▶ _REQUEST_
Write out each of the lines below without changing anything.

▶ _INPUT DATA_
******

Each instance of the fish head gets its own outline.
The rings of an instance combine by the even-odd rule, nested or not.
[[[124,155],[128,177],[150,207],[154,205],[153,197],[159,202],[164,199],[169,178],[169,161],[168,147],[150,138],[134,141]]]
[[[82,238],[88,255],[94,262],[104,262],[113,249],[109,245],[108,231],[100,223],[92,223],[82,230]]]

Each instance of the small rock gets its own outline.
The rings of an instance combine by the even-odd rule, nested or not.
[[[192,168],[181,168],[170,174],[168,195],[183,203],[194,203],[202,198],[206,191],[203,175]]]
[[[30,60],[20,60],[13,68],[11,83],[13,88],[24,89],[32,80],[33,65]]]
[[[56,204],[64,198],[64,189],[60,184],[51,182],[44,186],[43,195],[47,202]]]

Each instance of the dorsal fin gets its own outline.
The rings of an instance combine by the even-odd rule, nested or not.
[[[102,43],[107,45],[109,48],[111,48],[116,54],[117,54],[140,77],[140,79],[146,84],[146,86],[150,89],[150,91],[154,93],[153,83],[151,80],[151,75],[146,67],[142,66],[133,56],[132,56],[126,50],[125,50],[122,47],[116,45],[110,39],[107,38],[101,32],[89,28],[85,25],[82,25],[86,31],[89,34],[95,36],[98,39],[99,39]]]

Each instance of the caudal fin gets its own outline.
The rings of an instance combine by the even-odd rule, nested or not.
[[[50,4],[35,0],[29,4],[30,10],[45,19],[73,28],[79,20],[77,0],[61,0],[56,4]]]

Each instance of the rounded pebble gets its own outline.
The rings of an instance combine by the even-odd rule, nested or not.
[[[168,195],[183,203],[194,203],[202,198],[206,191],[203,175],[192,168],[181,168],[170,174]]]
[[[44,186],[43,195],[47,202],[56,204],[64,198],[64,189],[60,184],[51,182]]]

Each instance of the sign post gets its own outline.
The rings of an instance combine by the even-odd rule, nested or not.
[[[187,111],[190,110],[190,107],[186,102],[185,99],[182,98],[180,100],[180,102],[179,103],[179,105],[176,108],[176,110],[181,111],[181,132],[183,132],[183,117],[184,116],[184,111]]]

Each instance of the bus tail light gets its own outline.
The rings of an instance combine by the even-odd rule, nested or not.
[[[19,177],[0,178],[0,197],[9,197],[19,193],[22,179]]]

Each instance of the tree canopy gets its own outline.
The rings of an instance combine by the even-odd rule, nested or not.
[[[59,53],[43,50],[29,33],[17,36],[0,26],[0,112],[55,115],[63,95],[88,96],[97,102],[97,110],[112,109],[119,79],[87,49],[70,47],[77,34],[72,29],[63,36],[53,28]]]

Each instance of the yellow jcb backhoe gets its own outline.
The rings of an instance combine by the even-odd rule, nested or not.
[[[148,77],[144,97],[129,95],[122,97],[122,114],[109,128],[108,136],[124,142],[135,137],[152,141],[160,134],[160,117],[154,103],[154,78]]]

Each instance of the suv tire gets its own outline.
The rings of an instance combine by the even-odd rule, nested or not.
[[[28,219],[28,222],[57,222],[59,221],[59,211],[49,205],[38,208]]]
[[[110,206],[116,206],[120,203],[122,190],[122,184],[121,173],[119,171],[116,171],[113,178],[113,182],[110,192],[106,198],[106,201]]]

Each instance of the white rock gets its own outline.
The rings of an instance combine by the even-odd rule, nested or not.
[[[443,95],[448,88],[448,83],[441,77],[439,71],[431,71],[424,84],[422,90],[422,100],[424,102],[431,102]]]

******

▶ _EXERCISE RESULT_
Each instance of the fish head gets its own outline.
The rings of an instance combine by the even-odd rule, nested or not.
[[[124,155],[128,177],[150,207],[154,205],[153,197],[159,202],[164,199],[169,178],[169,161],[168,147],[150,138],[134,141]]]
[[[82,238],[88,255],[94,262],[104,262],[113,249],[109,245],[108,231],[100,223],[92,223],[82,230]]]

Each instance of the small rock gets its own outline.
The rings of an instance combine by the even-odd rule, nested or not.
[[[192,168],[181,168],[170,174],[168,195],[183,203],[194,203],[202,198],[206,191],[203,175]]]
[[[30,60],[20,60],[13,68],[11,83],[13,88],[24,89],[32,80],[33,65]]]
[[[56,204],[64,198],[64,189],[60,184],[51,182],[44,186],[43,195],[47,202]]]

Each instance of the dorsal fin gets its own outline.
The rings of an instance combine by the even-odd rule, nested or not.
[[[102,43],[107,45],[109,48],[111,48],[116,54],[117,54],[140,77],[140,79],[146,84],[146,86],[150,89],[150,91],[154,93],[153,83],[151,80],[151,75],[146,67],[142,66],[133,56],[132,56],[126,50],[125,50],[122,47],[116,45],[110,39],[107,38],[101,32],[89,28],[85,25],[82,25],[86,31],[89,34],[95,36],[98,39],[99,39]]]

Each instance of the caudal fin gets its own outline.
The rings of an instance combine by the even-odd rule, nested or not.
[[[50,4],[35,0],[29,4],[30,10],[45,19],[73,28],[79,20],[77,0],[61,0],[56,4]]]

Each instance of the rounded pebble gets its own outline.
The rings of an instance combine by the even-odd rule, nested or not.
[[[168,195],[183,203],[194,203],[202,198],[206,191],[203,175],[192,168],[181,168],[170,174]]]
[[[44,186],[43,195],[47,202],[56,204],[64,198],[64,189],[60,184],[51,182]]]

Each instance of the sign post gets its own outline.
The rings of an instance combine by the even-odd rule, nested or not.
[[[187,111],[190,110],[190,107],[186,102],[185,99],[182,98],[180,100],[180,102],[179,103],[179,105],[176,108],[176,110],[181,111],[181,132],[183,132],[183,117],[184,116],[184,111]]]

Each instance of the bus tail light gets its own outline.
The rings of an instance combine by the even-odd rule, nested or not.
[[[19,177],[0,178],[0,197],[9,197],[19,193],[22,179]]]

Each instance of the tree canopy gets its own outline.
The rings of an instance combine by the even-odd rule, nested or not.
[[[59,53],[43,50],[29,33],[17,36],[0,26],[0,112],[55,115],[63,95],[88,96],[97,102],[97,110],[112,109],[119,79],[87,49],[70,47],[77,34],[72,29],[63,36],[53,28]]]

Each instance of the yellow jcb backhoe gets its own outline.
The rings of an instance combine by the even-odd rule, nested or not.
[[[148,77],[144,97],[129,95],[122,97],[122,114],[109,128],[108,136],[124,142],[135,137],[152,141],[160,134],[160,117],[154,103],[154,78]]]

Each instance of the suv tire gets its own outline.
The rings of an instance combine by the even-odd rule, nested or not.
[[[28,219],[28,222],[57,222],[59,221],[59,211],[49,205],[38,208]]]
[[[110,206],[116,206],[120,203],[122,190],[122,184],[121,173],[119,171],[116,171],[113,178],[113,182],[110,192],[106,198],[106,201]]]

Each instance of the white rock gets its own outline.
The rings of an instance combine by the even-odd rule, nested or not.
[[[443,95],[448,88],[448,83],[441,77],[439,71],[431,71],[424,84],[422,90],[422,100],[424,102],[431,102]]]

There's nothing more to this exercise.